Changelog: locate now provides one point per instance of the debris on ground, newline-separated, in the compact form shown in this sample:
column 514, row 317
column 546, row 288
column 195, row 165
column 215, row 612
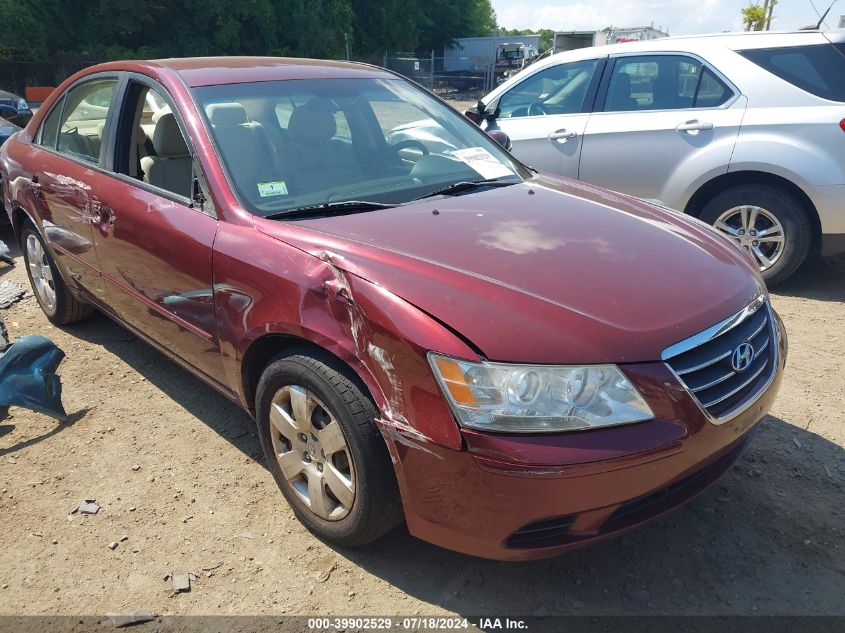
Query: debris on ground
########
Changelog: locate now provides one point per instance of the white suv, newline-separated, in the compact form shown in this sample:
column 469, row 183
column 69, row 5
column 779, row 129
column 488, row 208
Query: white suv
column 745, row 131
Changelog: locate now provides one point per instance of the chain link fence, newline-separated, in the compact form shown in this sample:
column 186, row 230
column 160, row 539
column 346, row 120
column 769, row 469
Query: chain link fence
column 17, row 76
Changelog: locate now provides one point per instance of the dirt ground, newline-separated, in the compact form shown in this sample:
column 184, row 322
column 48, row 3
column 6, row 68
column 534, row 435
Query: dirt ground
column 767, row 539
########
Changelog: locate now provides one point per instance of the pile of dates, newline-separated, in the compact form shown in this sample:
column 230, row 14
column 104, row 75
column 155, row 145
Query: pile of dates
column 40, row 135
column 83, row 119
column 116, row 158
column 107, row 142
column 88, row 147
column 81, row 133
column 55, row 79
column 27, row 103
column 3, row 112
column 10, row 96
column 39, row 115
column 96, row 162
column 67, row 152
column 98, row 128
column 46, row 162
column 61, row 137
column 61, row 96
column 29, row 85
########
**What is being asked**.
Look through the material above for the word "debris" and copy every line that has it.

**Task answer**.
Changelog: locate now provides one point per instance of the debris on ground, newline-separated, in the compact form shown in this sample:
Query: debris on ground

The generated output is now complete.